V.                Les circonstances de la plainte B

[15]           En août 2002 ou aux environs de cette date, l’intimée a rejeté la demande de promotion du plaignant à un poste de cadre nouvellement créé, celui de directeur adjoint des Finances (niveau FI‑04). Par la suite, le 28 février 2003, le plaignant a déposé la plainte B.

[16]           La Commission a examiné la plainte B et l’a rejetée au motif qu’il n’y avait aucune preuve à l’appui de l’allégation selon laquelle le plaignant avait été victime de représailles pour avoir déposé la plainte A le 26 mai 2000. Au départ, la Commission a refusé de renvoyer la plainte B au Tribunal et elle l’a rejetée.


 

A.                Les représailles

[17]           Selon l’article 14.1 de la LCDP :

Constitue un acte discriminatoire le fait, pour la personne visée par une plainte déposée au titre de la Partie III, ou pour celle qui agit en son nom, d’exercer ou de menacer d’exercer des représailles contre le plaignant ou la victime présumée.

[18]           L’avocat du plaignant a résumé la relation qui existe sur le plan de la preuve entre les plaintes A, B et C, ainsi que la synergie commune :

[traduction] Il ressort clairement d’un examen détaillé de l’ordre dans lequel les trois plaintes ont été déposées que ces dernières se suivent logiquement l’une après l’autre. La plainte B est fondée sur la race et, maintenant, des représailles liées à la race. La plainte C est fondée sur des représailles supplémentaires. Les trois plaintes mettent en cause le même lieu de travail et les mêmes personnes, mais elles portent sur des manifestations différentes du problème qu’il mentionne.

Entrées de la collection
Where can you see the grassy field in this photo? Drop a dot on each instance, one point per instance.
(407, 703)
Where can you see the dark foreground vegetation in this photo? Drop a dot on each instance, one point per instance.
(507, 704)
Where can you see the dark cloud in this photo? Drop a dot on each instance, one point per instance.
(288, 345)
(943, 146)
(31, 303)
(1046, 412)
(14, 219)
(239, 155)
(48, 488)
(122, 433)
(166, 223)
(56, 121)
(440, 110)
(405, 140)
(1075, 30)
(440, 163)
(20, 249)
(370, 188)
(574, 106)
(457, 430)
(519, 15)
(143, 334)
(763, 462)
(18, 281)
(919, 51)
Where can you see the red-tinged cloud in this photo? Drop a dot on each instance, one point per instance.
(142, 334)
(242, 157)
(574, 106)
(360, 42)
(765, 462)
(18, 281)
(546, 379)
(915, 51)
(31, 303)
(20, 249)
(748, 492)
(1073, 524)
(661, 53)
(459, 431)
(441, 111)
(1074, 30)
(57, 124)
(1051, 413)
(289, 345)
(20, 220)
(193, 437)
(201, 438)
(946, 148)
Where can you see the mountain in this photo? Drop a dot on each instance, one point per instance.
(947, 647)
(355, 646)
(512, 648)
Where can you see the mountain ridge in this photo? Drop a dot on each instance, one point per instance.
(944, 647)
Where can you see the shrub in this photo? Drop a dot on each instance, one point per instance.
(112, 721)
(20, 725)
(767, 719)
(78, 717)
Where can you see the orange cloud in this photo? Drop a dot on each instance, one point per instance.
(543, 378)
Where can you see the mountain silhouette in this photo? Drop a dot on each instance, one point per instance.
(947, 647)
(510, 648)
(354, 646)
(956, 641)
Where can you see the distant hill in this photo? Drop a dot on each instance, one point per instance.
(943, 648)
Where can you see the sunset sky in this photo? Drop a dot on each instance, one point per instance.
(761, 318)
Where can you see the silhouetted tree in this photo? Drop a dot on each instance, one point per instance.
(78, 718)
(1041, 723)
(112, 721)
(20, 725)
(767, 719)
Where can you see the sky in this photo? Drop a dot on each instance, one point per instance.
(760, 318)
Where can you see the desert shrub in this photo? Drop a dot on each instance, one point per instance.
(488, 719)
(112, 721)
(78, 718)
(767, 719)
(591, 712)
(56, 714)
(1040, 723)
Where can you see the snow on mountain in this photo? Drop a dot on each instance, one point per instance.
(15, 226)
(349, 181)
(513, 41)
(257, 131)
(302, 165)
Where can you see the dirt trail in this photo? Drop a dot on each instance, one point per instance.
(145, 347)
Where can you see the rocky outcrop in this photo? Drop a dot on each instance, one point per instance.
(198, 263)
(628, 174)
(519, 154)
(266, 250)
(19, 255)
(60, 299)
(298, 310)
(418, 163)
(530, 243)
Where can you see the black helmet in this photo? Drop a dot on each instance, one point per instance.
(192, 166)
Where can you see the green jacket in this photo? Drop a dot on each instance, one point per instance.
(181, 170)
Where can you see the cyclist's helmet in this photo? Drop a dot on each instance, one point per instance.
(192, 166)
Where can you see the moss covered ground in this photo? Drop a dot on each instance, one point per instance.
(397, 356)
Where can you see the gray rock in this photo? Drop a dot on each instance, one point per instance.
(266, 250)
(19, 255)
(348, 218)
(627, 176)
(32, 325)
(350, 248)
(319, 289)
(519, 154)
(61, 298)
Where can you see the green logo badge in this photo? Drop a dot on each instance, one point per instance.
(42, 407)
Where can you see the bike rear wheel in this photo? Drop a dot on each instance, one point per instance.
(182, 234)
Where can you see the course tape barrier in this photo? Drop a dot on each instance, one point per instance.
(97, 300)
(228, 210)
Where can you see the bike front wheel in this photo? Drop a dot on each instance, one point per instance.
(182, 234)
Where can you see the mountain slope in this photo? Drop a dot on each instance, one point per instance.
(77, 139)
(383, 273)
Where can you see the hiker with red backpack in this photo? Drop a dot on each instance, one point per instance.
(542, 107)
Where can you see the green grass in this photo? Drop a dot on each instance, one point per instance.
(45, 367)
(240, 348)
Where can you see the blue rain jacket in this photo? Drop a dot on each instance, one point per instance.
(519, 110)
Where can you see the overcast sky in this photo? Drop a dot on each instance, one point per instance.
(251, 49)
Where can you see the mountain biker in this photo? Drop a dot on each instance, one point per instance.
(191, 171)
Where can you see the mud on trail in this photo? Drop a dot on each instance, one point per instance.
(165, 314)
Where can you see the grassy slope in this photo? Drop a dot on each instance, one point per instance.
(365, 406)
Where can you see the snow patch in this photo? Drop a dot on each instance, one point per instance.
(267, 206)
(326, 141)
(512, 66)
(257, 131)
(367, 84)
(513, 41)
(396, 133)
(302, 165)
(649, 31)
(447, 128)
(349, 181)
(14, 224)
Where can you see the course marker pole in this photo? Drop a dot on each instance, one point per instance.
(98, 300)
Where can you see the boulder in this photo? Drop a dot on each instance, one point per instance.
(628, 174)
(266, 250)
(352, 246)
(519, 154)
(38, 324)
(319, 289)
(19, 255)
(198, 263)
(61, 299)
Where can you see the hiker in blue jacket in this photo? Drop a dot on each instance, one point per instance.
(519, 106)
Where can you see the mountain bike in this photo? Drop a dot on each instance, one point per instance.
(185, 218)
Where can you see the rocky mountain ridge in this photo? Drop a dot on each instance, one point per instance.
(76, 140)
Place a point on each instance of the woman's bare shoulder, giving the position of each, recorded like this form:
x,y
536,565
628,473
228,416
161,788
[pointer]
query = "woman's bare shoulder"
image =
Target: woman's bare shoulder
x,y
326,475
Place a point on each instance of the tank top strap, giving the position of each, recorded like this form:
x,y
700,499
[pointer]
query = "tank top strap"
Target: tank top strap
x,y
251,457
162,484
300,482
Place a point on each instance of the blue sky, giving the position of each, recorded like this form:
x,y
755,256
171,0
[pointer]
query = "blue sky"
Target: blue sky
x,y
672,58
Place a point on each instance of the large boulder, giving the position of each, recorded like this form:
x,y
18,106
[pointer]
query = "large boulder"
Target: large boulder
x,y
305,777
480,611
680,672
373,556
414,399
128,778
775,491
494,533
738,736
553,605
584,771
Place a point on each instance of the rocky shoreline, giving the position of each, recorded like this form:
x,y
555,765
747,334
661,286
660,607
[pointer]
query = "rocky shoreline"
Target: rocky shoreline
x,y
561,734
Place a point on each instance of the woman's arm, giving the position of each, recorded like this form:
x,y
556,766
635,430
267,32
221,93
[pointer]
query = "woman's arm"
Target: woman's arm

## Série de tâches
• 1. Indiquez le nombre de lignes des enregistrements qui contiennent la chaîne « grassy », sans rien ajouter d'autre.
• 2. Poursuivez l'extrait juridique sur les plaintes A, B et C et les représailles à partir de l'endroit où il s'arrête.
Le texte et les enregistrements n'ont aucun lien entre eux.

## Résultats par tâche
• 1. 2

• 2.
La requête de l’employeur sous-entend que M. Leung est un plaignant à répétition, qui ne cesse de remettre sur le tapis les mêmes questions que l’on a rejetées. Il s’agit là d’une description inappropriée de la situation et d’une description que dément un examen détaillé des dates de dépôt ainsi que des allégations formulées dans les trois plaintes.

En fait, le moment des interventions de l’employeur est douteux, et les plaintes de représailles dans les deux cas font suite aux mesures qui ont été prises au lieu de travail, et qui ont été encouragées par le fait que l’enquêteuse a rejeté les plaintes de M. Leung ou en a fait abstraction.

Pour faire valoir sa cause devant le Tribunal, M. Leung doit avoir la possibilité de pouvoir présenter ce qu’il considère être une preuve de l’acte fautif. L’employeur est bien au fait des difficultés qu’aura le plaignant s’il n’est pas autorisé à présenter des éléments de preuve concernant les trois plaintes. Il s’agit là du but réel de la requête de l’employeur : priver M. Leung de la possibilité d’établir le bien-fondé de ses allégations.

[19]           L’avocat du plaignant a souligné la pertinence des circonstances mentionnées dans la plainte C, où son client allègue avoir été victime d’autres représailles :

[traduction] [...] par suite des directives par lesquelles la Commission l’a renvoyé pour recours interne auprès de la même personne dont il s’était plaint dans les plaintes A et B. Le gestionnaire, M. Hertzberg, est la même personne que celle dont il est question dans les trois plaintes. C’est lui qui est le lien essentiel.

B.                 Le contrôle judiciaire

[20]           Le plaignant a présenté une demande de contrôle judiciaire concernant le rejet, par la Commission, de la plainte B et, le 4 juin 2008, la Cour fédérale a rejeté sa demande.

[21]           Le plaignant a porté la décision en appel devant la Cour d’appel fédérale, qui, le 11 février 2009, a infirmé la décision de la Cour fédérale. Ainsi que l’a déclaré le juge d’appel Nadon :

[19] […] j’accueillerais donc l’appel avec dépens, j’annulerais la décision de la Cour fédérale et, rendant la décision qui aurait dû être prononcée, j’accueillerais la demande de contrôle judiciaire de l’appelant avec dépens et je renverrais l’affaire à la Commission pour qu’elle réexamine la plainte de l’appelant en conformité avec les présents motifs.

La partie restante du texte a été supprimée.